* Exercise brief
Each line of the data below containing "Task" needs to be listed.

• • • • • • •

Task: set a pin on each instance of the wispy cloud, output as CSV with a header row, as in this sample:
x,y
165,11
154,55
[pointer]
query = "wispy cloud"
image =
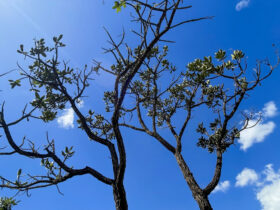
x,y
270,109
269,194
267,185
258,131
66,120
246,177
222,187
242,4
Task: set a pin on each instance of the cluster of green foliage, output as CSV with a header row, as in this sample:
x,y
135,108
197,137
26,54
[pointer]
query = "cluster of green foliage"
x,y
7,203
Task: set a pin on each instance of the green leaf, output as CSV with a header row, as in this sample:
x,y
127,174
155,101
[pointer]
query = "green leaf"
x,y
19,173
60,37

• • • • • • •

* Solved exercise
Task: set a pin on each instance of the wispy cloud, output as CSV with a header row, as in this sample:
Task: set a pin on each instance of the cluster of green foliage, output as CSV with a header row, as in this sample:
Task: set a pin on each instance of the green leaf, output as CSV with a header row, as in this sample:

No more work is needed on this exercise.